What you will do
Any picture in the entries is to be skipped, while everything else is transcribed word for word.

Entries supplied
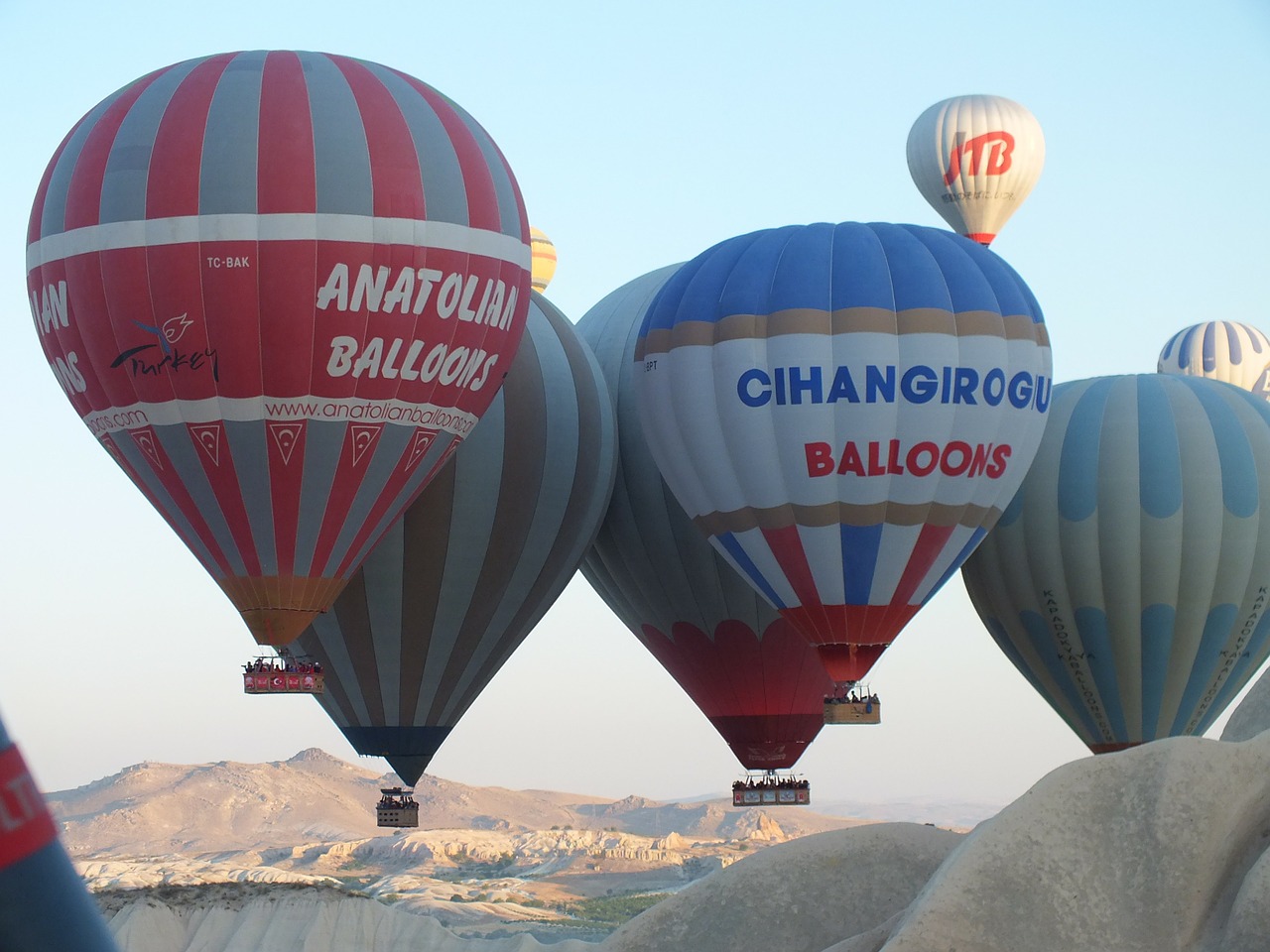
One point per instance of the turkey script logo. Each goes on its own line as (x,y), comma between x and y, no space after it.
(169,358)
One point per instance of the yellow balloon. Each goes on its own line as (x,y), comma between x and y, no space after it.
(544,261)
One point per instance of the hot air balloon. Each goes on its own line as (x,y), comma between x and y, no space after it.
(1128,579)
(843,411)
(44,904)
(280,289)
(544,259)
(975,159)
(456,585)
(749,671)
(1227,350)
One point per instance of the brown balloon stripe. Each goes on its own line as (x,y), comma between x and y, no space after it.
(780,517)
(847,320)
(278,607)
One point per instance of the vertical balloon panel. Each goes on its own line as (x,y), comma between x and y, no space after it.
(1225,350)
(1129,576)
(975,159)
(44,902)
(281,289)
(843,411)
(458,583)
(748,670)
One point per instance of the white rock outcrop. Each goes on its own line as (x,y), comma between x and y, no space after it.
(1164,848)
(300,924)
(799,896)
(1252,715)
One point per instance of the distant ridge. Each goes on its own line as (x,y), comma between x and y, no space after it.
(310,797)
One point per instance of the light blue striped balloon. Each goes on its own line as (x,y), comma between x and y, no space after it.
(1129,576)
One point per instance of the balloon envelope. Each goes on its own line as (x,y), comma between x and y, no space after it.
(1225,350)
(975,159)
(457,584)
(44,904)
(749,671)
(278,287)
(1128,579)
(544,259)
(843,409)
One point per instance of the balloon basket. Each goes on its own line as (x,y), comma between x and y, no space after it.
(397,807)
(852,711)
(771,789)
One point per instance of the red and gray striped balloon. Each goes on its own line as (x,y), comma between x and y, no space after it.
(280,287)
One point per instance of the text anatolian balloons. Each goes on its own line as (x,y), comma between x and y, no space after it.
(1225,350)
(975,159)
(1129,576)
(280,287)
(479,557)
(749,671)
(843,411)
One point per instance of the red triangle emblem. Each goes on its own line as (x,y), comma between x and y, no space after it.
(207,436)
(286,435)
(362,436)
(148,442)
(423,439)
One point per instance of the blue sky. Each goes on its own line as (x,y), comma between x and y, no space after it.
(640,136)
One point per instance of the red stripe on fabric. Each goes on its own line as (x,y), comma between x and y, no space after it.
(786,546)
(231,286)
(352,466)
(930,543)
(286,442)
(289,324)
(287,166)
(26,824)
(190,365)
(794,680)
(212,447)
(483,211)
(395,180)
(37,209)
(171,479)
(516,190)
(172,184)
(84,194)
(390,500)
(849,625)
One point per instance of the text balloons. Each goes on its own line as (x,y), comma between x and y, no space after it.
(748,670)
(280,289)
(1128,579)
(843,409)
(457,584)
(975,159)
(1225,350)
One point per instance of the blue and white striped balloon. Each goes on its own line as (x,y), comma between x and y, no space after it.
(1129,576)
(1227,350)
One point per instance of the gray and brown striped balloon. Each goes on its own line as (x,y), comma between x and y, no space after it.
(456,585)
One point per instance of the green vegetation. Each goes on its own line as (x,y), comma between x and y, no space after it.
(471,869)
(610,911)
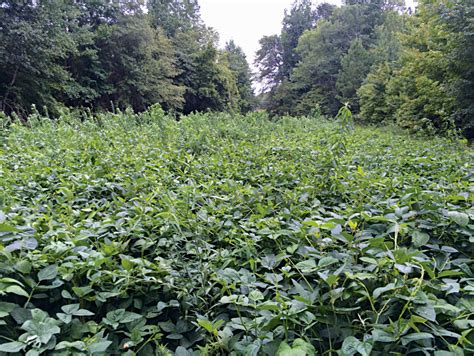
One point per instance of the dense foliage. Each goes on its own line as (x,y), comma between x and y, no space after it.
(235,235)
(104,55)
(391,66)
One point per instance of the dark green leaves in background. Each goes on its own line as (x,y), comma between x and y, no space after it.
(221,234)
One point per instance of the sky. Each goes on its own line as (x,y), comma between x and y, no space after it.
(246,21)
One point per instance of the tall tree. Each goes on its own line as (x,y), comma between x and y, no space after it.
(239,66)
(269,61)
(321,51)
(374,104)
(175,16)
(33,44)
(297,20)
(355,65)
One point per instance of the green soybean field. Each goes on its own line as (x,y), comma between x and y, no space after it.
(221,234)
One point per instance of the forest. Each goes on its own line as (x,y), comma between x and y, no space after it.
(391,65)
(161,195)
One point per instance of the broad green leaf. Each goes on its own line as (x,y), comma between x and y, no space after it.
(98,347)
(416,337)
(14,289)
(12,347)
(459,218)
(420,238)
(48,273)
(426,311)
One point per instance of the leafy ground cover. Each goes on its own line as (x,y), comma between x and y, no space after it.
(224,235)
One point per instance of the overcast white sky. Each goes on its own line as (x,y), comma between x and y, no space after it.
(246,21)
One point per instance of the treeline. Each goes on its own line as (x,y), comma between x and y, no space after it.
(104,55)
(416,70)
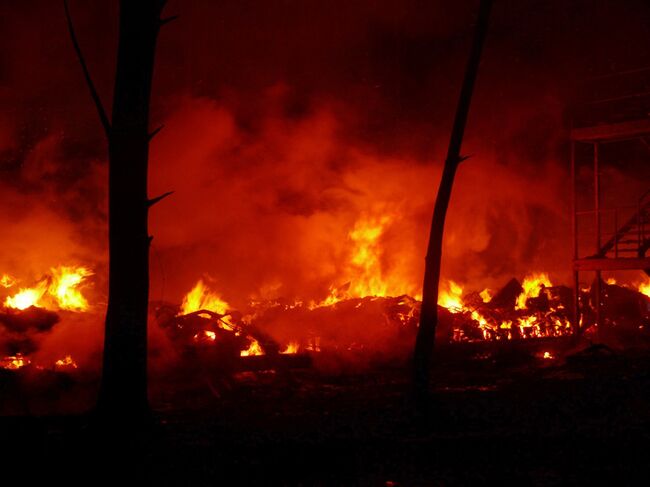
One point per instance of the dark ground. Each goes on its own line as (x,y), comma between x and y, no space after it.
(511,419)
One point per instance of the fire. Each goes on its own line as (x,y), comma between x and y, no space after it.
(27,297)
(451,298)
(486,295)
(64,287)
(253,349)
(644,288)
(60,290)
(532,287)
(7,281)
(14,362)
(201,298)
(366,257)
(291,348)
(65,362)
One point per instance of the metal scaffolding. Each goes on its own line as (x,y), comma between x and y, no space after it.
(614,108)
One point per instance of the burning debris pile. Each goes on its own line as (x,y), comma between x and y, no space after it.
(385,325)
(29,312)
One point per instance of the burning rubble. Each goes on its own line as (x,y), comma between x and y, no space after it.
(31,312)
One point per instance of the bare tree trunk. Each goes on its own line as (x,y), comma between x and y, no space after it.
(123,392)
(429,313)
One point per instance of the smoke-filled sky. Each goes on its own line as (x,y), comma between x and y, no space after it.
(290,123)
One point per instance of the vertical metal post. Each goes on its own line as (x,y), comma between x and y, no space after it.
(574,231)
(597,211)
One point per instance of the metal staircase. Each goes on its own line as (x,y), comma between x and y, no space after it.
(632,238)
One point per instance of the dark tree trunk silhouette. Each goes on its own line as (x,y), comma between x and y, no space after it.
(429,314)
(123,392)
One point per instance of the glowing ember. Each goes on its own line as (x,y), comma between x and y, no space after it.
(644,288)
(64,287)
(486,295)
(532,286)
(451,298)
(253,349)
(7,281)
(366,257)
(14,362)
(201,298)
(27,297)
(66,362)
(60,290)
(291,348)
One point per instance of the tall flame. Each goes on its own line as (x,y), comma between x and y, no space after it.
(27,297)
(200,297)
(644,288)
(532,287)
(64,287)
(366,257)
(61,290)
(452,297)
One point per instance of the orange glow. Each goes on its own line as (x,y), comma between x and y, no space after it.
(7,281)
(291,348)
(64,287)
(59,291)
(644,288)
(452,297)
(486,295)
(532,287)
(253,349)
(27,297)
(201,298)
(366,257)
(14,362)
(65,362)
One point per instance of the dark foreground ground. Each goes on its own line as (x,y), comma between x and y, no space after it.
(499,420)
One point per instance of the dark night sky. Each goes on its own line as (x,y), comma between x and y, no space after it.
(301,97)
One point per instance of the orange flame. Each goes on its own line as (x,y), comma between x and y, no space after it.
(291,348)
(7,281)
(14,362)
(65,362)
(200,297)
(253,349)
(452,297)
(644,288)
(532,287)
(61,287)
(64,287)
(27,297)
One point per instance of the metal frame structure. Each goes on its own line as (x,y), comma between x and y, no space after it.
(602,119)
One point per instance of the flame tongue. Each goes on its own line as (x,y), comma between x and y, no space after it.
(61,290)
(27,297)
(65,281)
(201,298)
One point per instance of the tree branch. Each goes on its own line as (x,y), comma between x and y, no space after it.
(91,86)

Answer to this problem
One point per instance of the turkey script logo. Each goes on its own line as (x,y), comma between x and y, no space after it.
(169,358)
One point per instance of the yellow balloon. Each goes on its own line as (x,y), comma between x and y, no space after it.
(544,261)
One point per instance of the hot air balloon. Each goes on its own line as (x,y), comma between x and y, no space after it.
(1128,579)
(843,411)
(44,904)
(280,289)
(544,259)
(975,159)
(456,585)
(749,671)
(1227,350)
One point per instance of the brown balloon stripe. Each goes on its own line as (x,y), comma between x and y, no space after it.
(780,517)
(847,320)
(278,607)
One point per instance of the vertical balloon panel. Each goes on its own line as (x,y), comma between x and y, no space after it.
(1225,350)
(1129,576)
(975,159)
(44,902)
(281,289)
(843,411)
(458,583)
(748,670)
One point per instance of the white rock outcrop. Each goes on its own line as (x,y), comma between x and y, no space after it.
(1164,848)
(300,924)
(799,896)
(1252,715)
One point per instance of the distant ridge. Each goes on its own line as (x,y), comma between x and y, no space after it.
(310,797)
One point per instance of the light blue striped balloon. Each goes on its own line as (x,y), comma between x and y, no space after it.
(1129,576)
One point per instance of the balloon envelope. Each goes on its own line as (x,y), comma between x and y, no space after it.
(1225,350)
(975,159)
(457,584)
(44,904)
(749,671)
(278,287)
(1128,579)
(544,259)
(843,409)
One point per instance of the balloon basket. Each goes on its own line as (x,y), comma between x and y, no space after it.
(397,807)
(852,711)
(771,789)
One point per instance of the red and gray striped balloon. Each goes on its own line as (x,y), comma between x and y, no space after it.
(280,287)
One point per instance of the text anatolian balloons. Each goes on its own line as (x,y), comma between x and y, no space after it.
(1225,350)
(975,159)
(1129,576)
(280,287)
(479,557)
(749,671)
(843,411)
One point per instance of the red triangle emblem. Each goes on its own line as (x,y), comma between x and y, no space after it.
(207,436)
(286,435)
(362,436)
(148,442)
(423,439)
One point per instance of the blue sky. Each goes on its own line as (x,y), comma between x and y, no space after it.
(640,136)
One point per instance of the red stripe on fabric. Each goes on its own line as (x,y), comma between x and y, no space after it.
(786,546)
(231,286)
(352,466)
(930,543)
(286,442)
(289,324)
(287,166)
(26,824)
(190,365)
(794,680)
(212,447)
(483,211)
(395,180)
(37,209)
(171,479)
(516,190)
(172,184)
(84,194)
(390,500)
(849,625)
One point per instance of the text balloons. Each goes on its own line as (x,y), comma between x and y, no space after it.
(748,670)
(280,289)
(1128,579)
(843,409)
(457,584)
(975,159)
(1225,350)
One point per instance of the blue and white striped balloon. Each goes on its own line as (x,y), comma between x and y, no space after it.
(1129,576)
(1227,350)
One point per instance of the gray and brown striped balloon. Each goes on its own line as (x,y), comma between x and y, no space after it.
(456,585)
One point per instance of the green vegetation. Each goes on its own line as (x,y), comma between x and y, no space after it.
(471,869)
(610,911)
One point per instance of the dense foliage. Each goes on its own line as (x,y), comma between x and y, no space after it.
(235,235)
(104,55)
(391,66)
One point per instance of the dark green leaves in background. Each goes on its own line as (x,y), comma between x and y, no space after it.
(221,234)
One point per instance of the sky. Each goes on its own line as (x,y), comma between x and y, no space after it.
(246,21)
One point per instance of the tall tree. Each goes on its own line as (x,y), comma between x and y, no space after it.
(239,66)
(269,61)
(321,51)
(374,104)
(175,16)
(33,44)
(297,20)
(355,65)
One point per instance of the green soybean field. Each goes on its own line as (x,y), comma between x and y, no space after it.
(221,234)
One point per instance of the forest. Each goes on its own line as (x,y), comma between x and y, no space after it.
(391,65)
(161,195)
One point per instance of the broad green leaf. Each goes on its own line as (x,y), comma between x and y, no space after it.
(98,347)
(416,337)
(14,289)
(12,347)
(459,218)
(420,238)
(48,273)
(426,311)
One point per instance of the leafy ground cover. Each goes on its own line as (x,y), comma between x and y, no space after it.
(224,235)
One point per instance of the overcast white sky. Each goes on its own line as (x,y), comma between x and y, no space after it.
(246,21)
One point per instance of the treeline. Each goes on its own line as (x,y), comma between x and y, no space after it.
(104,55)
(416,70)
One point per instance of the dark ground. Each goes on its own line as (x,y), comma between x and y, no space after it.
(511,419)
One point per instance of the fire. Each goes on its own line as (x,y), comma between x and y, no space after it.
(27,297)
(451,298)
(486,295)
(64,287)
(253,349)
(644,288)
(60,290)
(532,287)
(7,281)
(14,362)
(201,298)
(366,257)
(291,348)
(65,362)
One point per instance of the metal scaffolding. Each goes on its own line as (x,y), comma between x and y, no space after it.
(614,108)
One point per instance of the burning debris pile. Each goes on its own line as (x,y), comma between x and y, no space after it.
(385,325)
(29,312)
One point per instance of the burning rubble. Each goes on its own line as (x,y), comma between x and y, no space after it.
(31,312)
One point per instance of the bare tree trunk. Each goes on its own line as (x,y), comma between x and y, no space after it.
(123,392)
(429,313)
One point per instance of the smoke-filled sky. Each goes on its own line as (x,y), comma between x and y, no space after it.
(290,123)
One point per instance of the vertical metal post. Each goes on its own line as (x,y), comma between x and y, no space after it.
(574,231)
(597,211)
One point per instance of the metal staircase. Each goes on its own line as (x,y), comma between x and y, no space after it.
(632,238)
One point per instance of the dark tree trunk silhouette. Each goes on its own line as (x,y), comma between x and y, no space after it.
(429,314)
(123,392)
One point per instance of the glowing ember. Each goes on its own line as (x,y), comma between x and y, no space after it.
(644,288)
(64,287)
(486,295)
(532,286)
(451,298)
(253,349)
(7,281)
(366,257)
(14,362)
(201,298)
(27,297)
(66,362)
(60,290)
(291,348)
One point per instance of the tall flame. Each goes on its own line as (x,y), comma between x and y, no space after it.
(27,297)
(200,297)
(644,288)
(532,287)
(64,287)
(366,257)
(61,290)
(452,297)
One point per instance of the orange glow. Each goes on its own line as (x,y), comma between x and y, no space after it.
(7,281)
(291,348)
(64,287)
(59,291)
(644,288)
(452,297)
(486,295)
(532,287)
(253,349)
(27,297)
(201,298)
(366,257)
(14,362)
(65,362)
One point per instance of the dark foreground ground. Each goes on its own line as (x,y), comma between x and y, no space after it.
(499,420)
One point per instance of the dark night sky. Each goes on its own line as (x,y), comma between x and y, no space after it.
(301,97)
One point per instance of the orange flame. Each goes on its own line as (x,y), comma between x and y, no space after it.
(291,348)
(7,281)
(14,362)
(65,362)
(200,297)
(253,349)
(452,297)
(644,288)
(532,287)
(61,287)
(64,287)
(27,297)
One point per instance of the metal frame structure. Each goes on its own line as (x,y), comma between x and y, no space after it.
(602,119)
One point per instance of the flame tongue. Each goes on its own line as (x,y), comma between x and y, no space after it.
(61,290)
(27,297)
(65,281)
(201,298)
One point per instance of the tree branch. Each goes on its own line as (x,y), comma between x and y, no space after it.
(91,86)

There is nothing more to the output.